Künstliche Intelligenz: Was ist das?

Professor Sami Haddadin im Porträt, viele Roboterarme sind im Hintergrund zu sehen
Prof. Sami Haddadin wurde 2019 von der Deutschen Forschungsgemeinschaft ausgezeichnet© dpa/Katherina Hess

Künstliche Intelligenz verändert die Welt. Unsere Arbeit, unsere Mobilität und unser Zusammenleben. Über Chancen und Risiken von KI sprach die Redaktion mit einem renommierten Experten.

Künstliche Intelligenz verändert unsere Arbeitswelt, macht neue Geschäftsmodelle möglich, beeinflusst unser gesellschaftliches Zusammenleben. Aber was ist künstliche Intelligenz (KI) eigentlich genau? Wo kommt KI zur Anwendung? Und vor allem: Ist KI ein Segen oder eher eine Bedrohung für die Menschheit? Diese Fragen beantwortet Professor Sami Haddadin, Direktor der Munich School of Robotics and Machine Intelligence.

**Gestellte Aufgabe a:** Gib den Ausgangstext zwischen "Künstliche Intelligenz verändert die" und "einem renommierten Experten." einschließlich wieder und tausche dabei "Redaktion" gegen "Zeitung" aus.

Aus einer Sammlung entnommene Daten
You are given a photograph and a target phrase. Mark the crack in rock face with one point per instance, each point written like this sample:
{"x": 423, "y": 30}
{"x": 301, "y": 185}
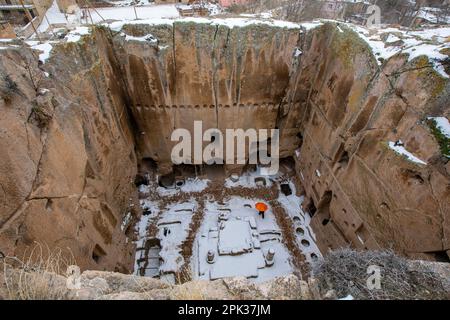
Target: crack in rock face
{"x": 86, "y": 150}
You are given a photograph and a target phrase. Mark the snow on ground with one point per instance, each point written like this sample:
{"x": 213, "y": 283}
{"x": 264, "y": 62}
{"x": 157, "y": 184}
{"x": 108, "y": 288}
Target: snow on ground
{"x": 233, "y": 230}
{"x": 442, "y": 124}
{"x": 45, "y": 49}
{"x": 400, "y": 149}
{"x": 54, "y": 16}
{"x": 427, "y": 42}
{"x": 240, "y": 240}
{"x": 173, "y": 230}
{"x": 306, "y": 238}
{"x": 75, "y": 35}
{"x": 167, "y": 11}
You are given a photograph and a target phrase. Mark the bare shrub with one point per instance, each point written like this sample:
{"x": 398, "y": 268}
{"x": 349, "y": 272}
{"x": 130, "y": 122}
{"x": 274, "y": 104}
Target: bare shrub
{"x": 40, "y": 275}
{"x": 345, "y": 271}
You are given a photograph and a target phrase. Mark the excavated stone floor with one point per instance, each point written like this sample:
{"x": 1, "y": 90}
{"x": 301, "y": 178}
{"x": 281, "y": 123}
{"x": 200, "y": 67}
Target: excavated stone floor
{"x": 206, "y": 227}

**Gestellte Aufgabe b:** Schreib die Zeilen der Datensätze von der Zeile mit "Mark the bare" bis zum Ende der Datensätze einschließlich ab, samt den Aufforderungen. Erhöhe dabei jede Koordinate in den Antworten um 31.

**Vollständige Lösung a:**
Künstliche Intelligenz verändert die Welt. Unsere Arbeit, unsere Mobilität und unser Zusammenleben. Über Chancen und Risiken von KI sprach die Zeitung mit einem renommierten Experten.

**Vollständige Lösung b:**
You are given a photograph and a target phrase. Mark the bare shrub with one point per instance, each point written like this sample:
{"x": 398, "y": 268}
{"x": 349, "y": 272}
{"x": 130, "y": 122}
{"x": 274, "y": 104}
Target: bare shrub
{"x": 71, "y": 306}
{"x": 376, "y": 302}
You are given a photograph and a target phrase. Mark the excavated stone floor with one point per instance, each point written like this sample:
{"x": 1, "y": 90}
{"x": 301, "y": 178}
{"x": 281, "y": 123}
{"x": 200, "y": 67}
Target: excavated stone floor
{"x": 237, "y": 258}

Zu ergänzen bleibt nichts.